## INPUT DATA
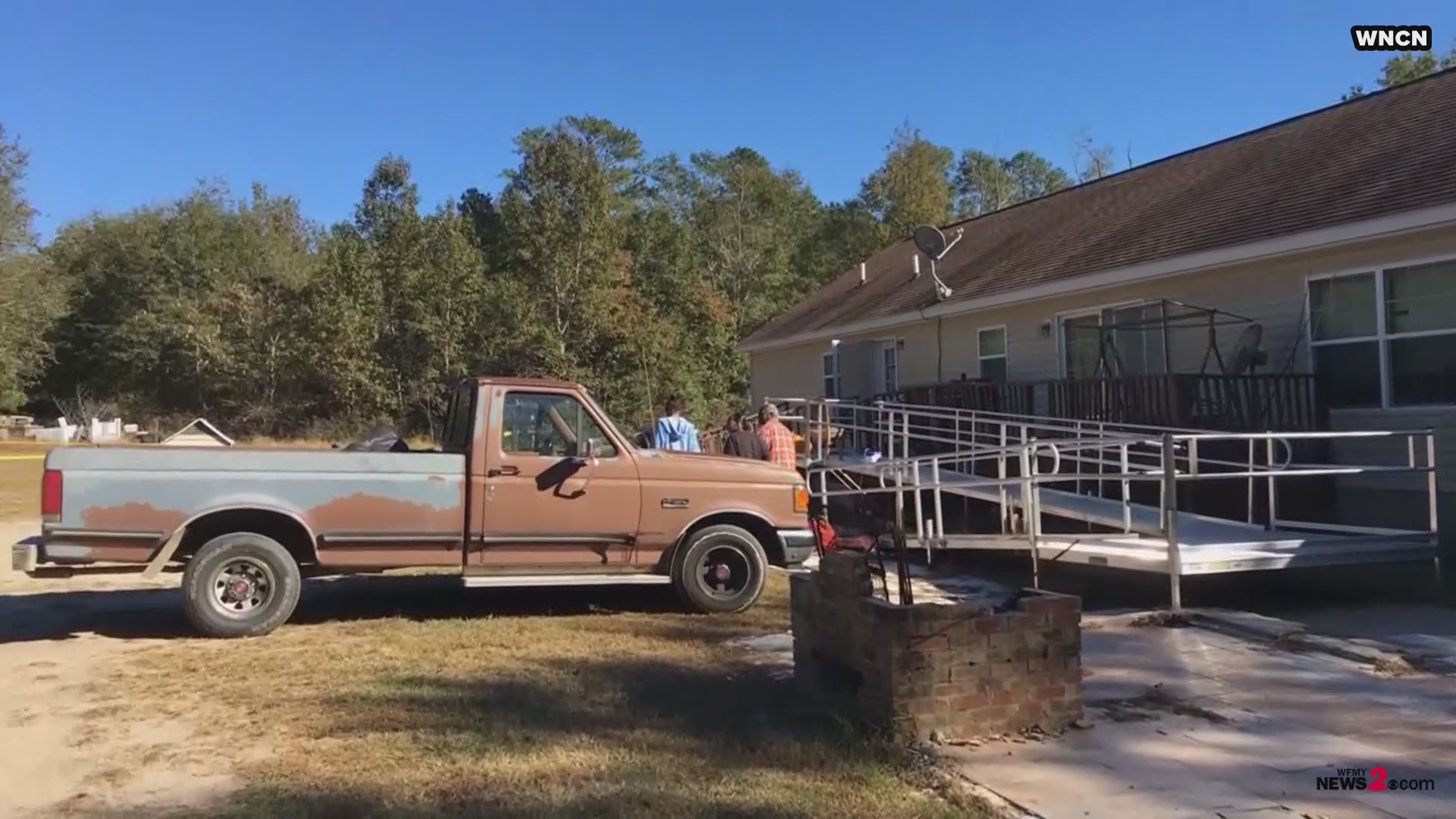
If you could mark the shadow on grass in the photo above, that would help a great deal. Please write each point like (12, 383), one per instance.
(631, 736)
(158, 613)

...

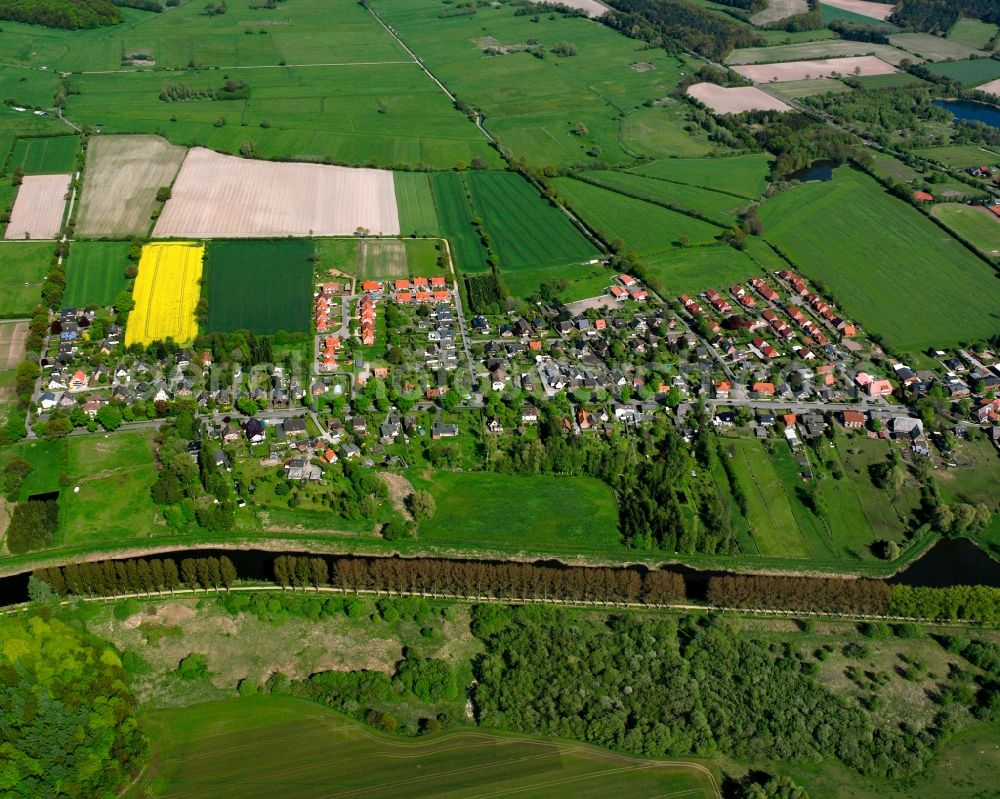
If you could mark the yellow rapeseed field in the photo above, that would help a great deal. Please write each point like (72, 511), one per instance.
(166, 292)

---

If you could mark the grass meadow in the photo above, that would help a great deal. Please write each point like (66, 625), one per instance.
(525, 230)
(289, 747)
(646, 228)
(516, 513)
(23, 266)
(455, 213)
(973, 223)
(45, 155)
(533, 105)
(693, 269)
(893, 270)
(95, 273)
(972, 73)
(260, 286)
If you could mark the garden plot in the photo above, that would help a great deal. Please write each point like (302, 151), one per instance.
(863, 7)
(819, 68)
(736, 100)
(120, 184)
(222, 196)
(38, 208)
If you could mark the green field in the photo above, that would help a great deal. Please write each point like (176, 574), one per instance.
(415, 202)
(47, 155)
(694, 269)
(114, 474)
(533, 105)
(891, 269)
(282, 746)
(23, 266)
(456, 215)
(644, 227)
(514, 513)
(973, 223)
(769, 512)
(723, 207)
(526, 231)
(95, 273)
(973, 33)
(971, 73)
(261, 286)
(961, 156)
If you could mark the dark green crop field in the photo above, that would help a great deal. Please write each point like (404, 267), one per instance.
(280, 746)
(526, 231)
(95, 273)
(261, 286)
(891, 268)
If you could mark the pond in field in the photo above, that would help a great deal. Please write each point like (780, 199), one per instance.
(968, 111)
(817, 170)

## AIM OF THE EXERCISE
Find each line in the records above that contains the word "field" and copy those lines out in full.

## SOLUTION TO THIS PROBLEM
If you could mark the yellow rapeseed field in the photo above, that would help a great deal. Please write each point like (72, 511), one per instance.
If you could mark the green field in the photo above, that would help a great deal. Please write each point like (176, 574), one per instance.
If you could mark the dark green crop field in the photo above, that would help a great deal. Please write each point like (404, 267), one per instance.
If you could mark the pond in field in the photo above, that would help a great deal. Please write each point like (780, 199), one per instance.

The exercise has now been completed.